### Labeling and segmentation records
= = = = = = =
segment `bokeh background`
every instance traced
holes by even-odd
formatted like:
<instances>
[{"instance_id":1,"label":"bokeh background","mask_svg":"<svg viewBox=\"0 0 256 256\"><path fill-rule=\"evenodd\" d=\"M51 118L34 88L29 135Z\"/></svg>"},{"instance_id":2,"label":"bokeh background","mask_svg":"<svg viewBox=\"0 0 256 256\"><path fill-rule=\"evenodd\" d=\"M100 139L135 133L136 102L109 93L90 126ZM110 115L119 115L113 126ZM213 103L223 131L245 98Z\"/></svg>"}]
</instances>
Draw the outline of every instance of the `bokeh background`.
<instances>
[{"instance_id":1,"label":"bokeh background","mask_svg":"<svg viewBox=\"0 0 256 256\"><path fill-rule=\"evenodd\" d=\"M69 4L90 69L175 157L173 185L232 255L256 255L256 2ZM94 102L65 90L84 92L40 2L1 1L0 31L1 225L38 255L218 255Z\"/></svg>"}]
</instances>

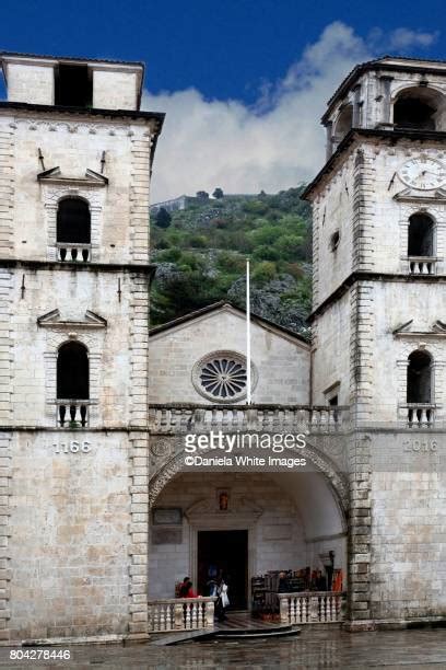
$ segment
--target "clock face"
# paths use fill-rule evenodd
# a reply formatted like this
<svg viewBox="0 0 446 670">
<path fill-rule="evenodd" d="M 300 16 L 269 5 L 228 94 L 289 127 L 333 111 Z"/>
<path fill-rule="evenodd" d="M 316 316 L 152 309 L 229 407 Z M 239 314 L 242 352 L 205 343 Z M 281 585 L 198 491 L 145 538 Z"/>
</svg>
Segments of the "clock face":
<svg viewBox="0 0 446 670">
<path fill-rule="evenodd" d="M 438 188 L 446 182 L 446 170 L 443 163 L 426 155 L 407 161 L 399 175 L 404 184 L 421 190 Z"/>
</svg>

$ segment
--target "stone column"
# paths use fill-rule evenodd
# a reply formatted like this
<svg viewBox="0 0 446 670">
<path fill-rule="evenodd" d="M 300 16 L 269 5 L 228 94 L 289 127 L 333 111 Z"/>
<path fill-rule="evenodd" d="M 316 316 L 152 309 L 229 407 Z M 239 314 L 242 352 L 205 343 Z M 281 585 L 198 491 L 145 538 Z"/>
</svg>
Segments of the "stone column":
<svg viewBox="0 0 446 670">
<path fill-rule="evenodd" d="M 372 472 L 368 436 L 355 436 L 350 446 L 349 591 L 344 628 L 374 631 L 371 601 Z"/>
</svg>

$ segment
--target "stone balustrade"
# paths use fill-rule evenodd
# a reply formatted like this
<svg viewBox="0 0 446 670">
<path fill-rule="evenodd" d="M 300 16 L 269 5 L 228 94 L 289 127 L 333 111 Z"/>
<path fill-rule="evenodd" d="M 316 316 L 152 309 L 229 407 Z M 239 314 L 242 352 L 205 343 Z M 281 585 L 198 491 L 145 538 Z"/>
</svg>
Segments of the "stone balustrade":
<svg viewBox="0 0 446 670">
<path fill-rule="evenodd" d="M 345 617 L 347 593 L 302 591 L 278 598 L 282 624 L 338 623 Z"/>
<path fill-rule="evenodd" d="M 206 631 L 214 626 L 216 598 L 149 600 L 149 632 Z"/>
<path fill-rule="evenodd" d="M 89 424 L 89 401 L 56 401 L 56 425 L 59 428 L 85 428 Z"/>
<path fill-rule="evenodd" d="M 435 405 L 426 403 L 408 403 L 404 406 L 410 428 L 431 428 L 435 419 Z"/>
<path fill-rule="evenodd" d="M 309 405 L 193 405 L 152 404 L 150 430 L 155 434 L 207 430 L 283 430 L 333 432 L 347 421 L 349 407 Z"/>
<path fill-rule="evenodd" d="M 79 263 L 87 263 L 91 261 L 92 255 L 92 245 L 91 244 L 82 244 L 81 242 L 77 244 L 69 244 L 66 242 L 58 242 L 56 244 L 57 247 L 57 259 L 58 261 L 71 261 Z"/>
<path fill-rule="evenodd" d="M 435 275 L 436 258 L 431 256 L 409 256 L 411 275 Z"/>
</svg>

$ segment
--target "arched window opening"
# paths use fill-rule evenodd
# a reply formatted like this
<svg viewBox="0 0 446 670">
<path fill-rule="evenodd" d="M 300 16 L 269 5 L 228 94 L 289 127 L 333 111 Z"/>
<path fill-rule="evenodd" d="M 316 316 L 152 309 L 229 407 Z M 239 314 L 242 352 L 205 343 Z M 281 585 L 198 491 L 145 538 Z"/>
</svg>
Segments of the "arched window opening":
<svg viewBox="0 0 446 670">
<path fill-rule="evenodd" d="M 59 425 L 86 425 L 85 401 L 90 398 L 89 356 L 84 345 L 69 342 L 57 356 L 57 401 Z M 69 416 L 67 415 L 69 413 Z"/>
<path fill-rule="evenodd" d="M 57 245 L 59 261 L 89 261 L 91 216 L 89 204 L 81 198 L 64 198 L 57 209 Z"/>
<path fill-rule="evenodd" d="M 429 215 L 414 213 L 409 219 L 409 256 L 434 255 L 434 222 Z"/>
<path fill-rule="evenodd" d="M 334 141 L 339 142 L 345 137 L 353 125 L 353 106 L 345 105 L 340 113 L 334 126 Z"/>
<path fill-rule="evenodd" d="M 89 356 L 78 342 L 62 345 L 57 357 L 57 397 L 89 400 Z"/>
<path fill-rule="evenodd" d="M 407 402 L 432 404 L 432 358 L 427 351 L 412 351 L 409 356 Z"/>
<path fill-rule="evenodd" d="M 394 125 L 415 130 L 442 130 L 441 93 L 418 86 L 401 91 L 394 104 Z"/>
</svg>

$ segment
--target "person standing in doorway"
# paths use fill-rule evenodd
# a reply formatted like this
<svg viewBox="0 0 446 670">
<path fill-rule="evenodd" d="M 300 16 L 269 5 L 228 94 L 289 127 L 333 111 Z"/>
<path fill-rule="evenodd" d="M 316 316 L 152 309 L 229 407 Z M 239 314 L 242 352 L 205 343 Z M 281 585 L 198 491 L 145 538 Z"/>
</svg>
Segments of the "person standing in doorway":
<svg viewBox="0 0 446 670">
<path fill-rule="evenodd" d="M 216 589 L 218 600 L 215 603 L 215 614 L 219 621 L 224 621 L 226 619 L 226 608 L 230 605 L 230 599 L 227 597 L 227 584 L 225 582 L 223 576 L 219 579 L 219 586 Z"/>
</svg>

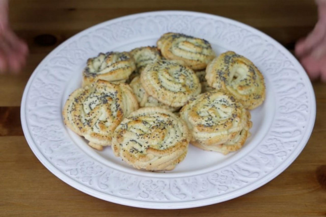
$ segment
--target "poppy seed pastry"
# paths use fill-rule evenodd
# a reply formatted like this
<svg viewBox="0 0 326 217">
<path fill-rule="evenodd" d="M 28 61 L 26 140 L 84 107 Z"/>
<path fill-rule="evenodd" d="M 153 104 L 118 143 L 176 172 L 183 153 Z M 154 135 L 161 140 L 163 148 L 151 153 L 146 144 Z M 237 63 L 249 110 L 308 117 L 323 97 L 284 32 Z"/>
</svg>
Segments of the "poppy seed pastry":
<svg viewBox="0 0 326 217">
<path fill-rule="evenodd" d="M 229 91 L 244 107 L 254 109 L 265 100 L 264 77 L 254 64 L 233 51 L 221 54 L 206 69 L 208 85 Z"/>
<path fill-rule="evenodd" d="M 111 145 L 112 134 L 123 118 L 138 108 L 132 91 L 125 84 L 97 80 L 75 90 L 63 111 L 65 124 L 98 150 Z"/>
<path fill-rule="evenodd" d="M 160 106 L 171 112 L 175 112 L 180 108 L 179 107 L 172 107 L 166 105 L 146 93 L 142 86 L 140 76 L 135 77 L 129 85 L 137 98 L 140 107 Z"/>
<path fill-rule="evenodd" d="M 240 149 L 250 135 L 250 113 L 228 92 L 213 90 L 191 99 L 181 108 L 192 135 L 191 143 L 226 154 Z"/>
<path fill-rule="evenodd" d="M 201 91 L 192 69 L 168 60 L 148 65 L 141 74 L 141 82 L 149 95 L 172 107 L 182 106 Z"/>
<path fill-rule="evenodd" d="M 214 88 L 209 86 L 207 84 L 207 81 L 206 80 L 205 76 L 206 76 L 206 71 L 201 70 L 195 72 L 196 75 L 198 77 L 199 79 L 199 82 L 202 86 L 201 93 L 206 93 L 206 92 L 210 91 L 212 90 L 215 90 Z"/>
<path fill-rule="evenodd" d="M 98 79 L 124 82 L 136 69 L 134 60 L 127 52 L 100 53 L 87 60 L 83 72 L 83 86 Z"/>
<path fill-rule="evenodd" d="M 184 121 L 171 112 L 146 107 L 131 113 L 117 127 L 112 150 L 137 169 L 171 170 L 185 157 L 189 135 Z"/>
<path fill-rule="evenodd" d="M 136 64 L 137 71 L 140 73 L 148 64 L 161 59 L 161 54 L 156 47 L 141 47 L 133 49 L 130 52 Z"/>
<path fill-rule="evenodd" d="M 215 57 L 207 41 L 182 34 L 166 33 L 156 44 L 164 57 L 182 61 L 194 70 L 205 69 Z"/>
</svg>

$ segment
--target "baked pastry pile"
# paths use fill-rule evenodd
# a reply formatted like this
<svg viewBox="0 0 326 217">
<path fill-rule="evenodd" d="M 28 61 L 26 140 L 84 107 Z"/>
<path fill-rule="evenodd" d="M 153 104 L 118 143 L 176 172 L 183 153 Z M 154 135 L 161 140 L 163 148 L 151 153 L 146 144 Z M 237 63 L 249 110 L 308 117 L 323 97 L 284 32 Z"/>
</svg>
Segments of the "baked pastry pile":
<svg viewBox="0 0 326 217">
<path fill-rule="evenodd" d="M 264 77 L 233 51 L 215 56 L 204 39 L 164 34 L 157 47 L 100 53 L 64 106 L 66 125 L 134 168 L 170 170 L 189 143 L 226 154 L 250 135 L 248 110 L 265 99 Z"/>
</svg>

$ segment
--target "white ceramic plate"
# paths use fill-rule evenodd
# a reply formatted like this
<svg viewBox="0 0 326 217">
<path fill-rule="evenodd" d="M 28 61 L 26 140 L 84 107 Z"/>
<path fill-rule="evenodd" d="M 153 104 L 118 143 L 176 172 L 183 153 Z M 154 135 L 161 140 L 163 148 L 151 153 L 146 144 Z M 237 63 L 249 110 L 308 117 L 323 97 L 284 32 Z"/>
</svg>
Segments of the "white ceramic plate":
<svg viewBox="0 0 326 217">
<path fill-rule="evenodd" d="M 224 156 L 190 146 L 172 171 L 133 169 L 111 147 L 98 152 L 64 126 L 61 111 L 80 87 L 88 58 L 99 52 L 154 45 L 164 33 L 209 41 L 217 55 L 231 50 L 252 60 L 265 78 L 266 98 L 251 111 L 253 127 L 243 147 Z M 176 209 L 221 202 L 271 180 L 307 143 L 315 100 L 306 74 L 274 40 L 239 22 L 216 16 L 161 11 L 127 16 L 93 26 L 58 46 L 40 64 L 22 98 L 21 122 L 31 148 L 58 177 L 93 196 L 128 206 Z"/>
</svg>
= = = = = = =
### Instructions for the task
Show every line above that contains the word "arched", matching case exactly.

### Solution for this task
--target "arched window opening"
Segments of the "arched window opening":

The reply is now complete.